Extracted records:
* BEGIN *

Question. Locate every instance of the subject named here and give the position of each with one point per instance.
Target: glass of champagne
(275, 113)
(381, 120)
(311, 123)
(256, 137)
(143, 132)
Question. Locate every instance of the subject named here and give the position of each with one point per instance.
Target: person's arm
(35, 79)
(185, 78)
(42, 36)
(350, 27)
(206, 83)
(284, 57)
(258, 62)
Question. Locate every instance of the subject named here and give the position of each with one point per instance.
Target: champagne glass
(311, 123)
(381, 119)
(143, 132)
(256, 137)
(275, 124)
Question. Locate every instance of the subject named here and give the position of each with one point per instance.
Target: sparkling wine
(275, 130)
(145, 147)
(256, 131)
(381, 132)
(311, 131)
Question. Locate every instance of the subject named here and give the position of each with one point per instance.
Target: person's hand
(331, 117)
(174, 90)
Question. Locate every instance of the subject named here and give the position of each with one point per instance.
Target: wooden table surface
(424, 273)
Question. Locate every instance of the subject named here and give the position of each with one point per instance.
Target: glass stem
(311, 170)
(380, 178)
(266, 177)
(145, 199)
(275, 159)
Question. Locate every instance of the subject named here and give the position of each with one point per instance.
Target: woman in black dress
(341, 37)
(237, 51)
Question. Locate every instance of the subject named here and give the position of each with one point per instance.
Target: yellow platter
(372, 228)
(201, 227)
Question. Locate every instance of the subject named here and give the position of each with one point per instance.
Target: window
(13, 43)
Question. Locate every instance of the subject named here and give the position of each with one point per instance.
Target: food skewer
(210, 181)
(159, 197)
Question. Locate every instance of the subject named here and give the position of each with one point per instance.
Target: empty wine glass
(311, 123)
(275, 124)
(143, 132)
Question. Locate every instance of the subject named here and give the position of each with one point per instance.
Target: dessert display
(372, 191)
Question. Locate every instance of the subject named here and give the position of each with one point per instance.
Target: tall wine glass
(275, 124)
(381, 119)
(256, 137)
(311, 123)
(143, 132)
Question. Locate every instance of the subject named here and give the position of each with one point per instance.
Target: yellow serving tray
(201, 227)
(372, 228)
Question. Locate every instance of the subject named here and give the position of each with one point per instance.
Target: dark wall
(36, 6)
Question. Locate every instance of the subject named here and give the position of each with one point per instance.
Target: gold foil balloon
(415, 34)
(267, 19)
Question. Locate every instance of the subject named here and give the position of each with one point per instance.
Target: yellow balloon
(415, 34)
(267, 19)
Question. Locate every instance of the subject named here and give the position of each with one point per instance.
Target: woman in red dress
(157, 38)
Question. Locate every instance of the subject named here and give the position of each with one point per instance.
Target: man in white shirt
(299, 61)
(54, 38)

* END *

Problem statement
Copy out all of the records shown above exactly.

Correct response
Question. Locate every instance of the subject named here and give the position of each with one point per instance.
Target: glass of champagne
(275, 113)
(381, 120)
(311, 123)
(256, 137)
(143, 132)
Question. Locate every instance of the subject named here and give the position of each with one point per instance.
Target: person's arm
(35, 79)
(185, 78)
(42, 36)
(350, 27)
(206, 83)
(284, 57)
(258, 62)
Question. Locate every instance of the subject named here and give the position of each with one point per instance.
Target: champagne glass
(311, 123)
(381, 119)
(143, 132)
(256, 137)
(275, 124)
Question. Locate every instance of the subject named here and give the position of each with one point per instance.
Target: sparkling wine
(275, 130)
(145, 147)
(256, 131)
(381, 132)
(311, 131)
Question. Locate every instance of the subject named here and give the position of each with one point per instance.
Target: person's hand
(331, 117)
(174, 90)
Question. Locate every instance of the subject named here and give the position of each with one point per instance.
Target: wooden table surface
(424, 273)
Question. Locate every instance of the subject named here and give the position of each with one point per instance.
Target: glass stem
(311, 170)
(380, 178)
(266, 177)
(145, 199)
(275, 159)
Question. Locate every instance of the subject named here and give the position of each with one point per instance.
Target: woman in black dress
(341, 37)
(237, 51)
Question. Locate every instance of the subject named here and give the position of each with one point per instance.
Target: yellow platter
(372, 228)
(201, 227)
Question. Locate every instance of the subject named here and give the position of each with one point per instance.
Target: window
(13, 43)
Question. Locate every instance of the subject named here and give the position of each with one point per instance.
Target: food skewer
(210, 181)
(159, 197)
Question. Locate every instance of the subject named here and give the position of each with one point per instance.
Target: empty wine glass
(311, 123)
(275, 124)
(143, 132)
Question. Locate every instance of the subject named here and give the position of each with one point per instance.
Target: dessert display
(372, 191)
Question. Locate every instance of the subject named here and give the position of each with one point per instance.
Target: tall wine glass
(275, 124)
(381, 119)
(256, 137)
(311, 123)
(143, 132)
Question. Locate every instance of the subject named here and give the position of each with one point per instance.
Target: yellow serving tray
(201, 227)
(372, 228)
Question. Locate every instance of the subject named here and give the position of each with one point per instance.
Target: dark wall
(36, 6)
Question. Locate every instance of the subject named here and give the position of each with one point per instance.
Target: gold foil balloon
(415, 34)
(267, 19)
Question. Locate every instance of the subject named here and give the position of each with one point per instance.
Target: yellow balloon
(415, 34)
(267, 19)
Question. Locate every instance of the subject named here and give the position of each with one point per instance.
Target: woman in red dress
(157, 38)
Question. Locate every instance of the subject named here and give the position of each with one point per instance.
Target: man in white shirt
(299, 61)
(54, 38)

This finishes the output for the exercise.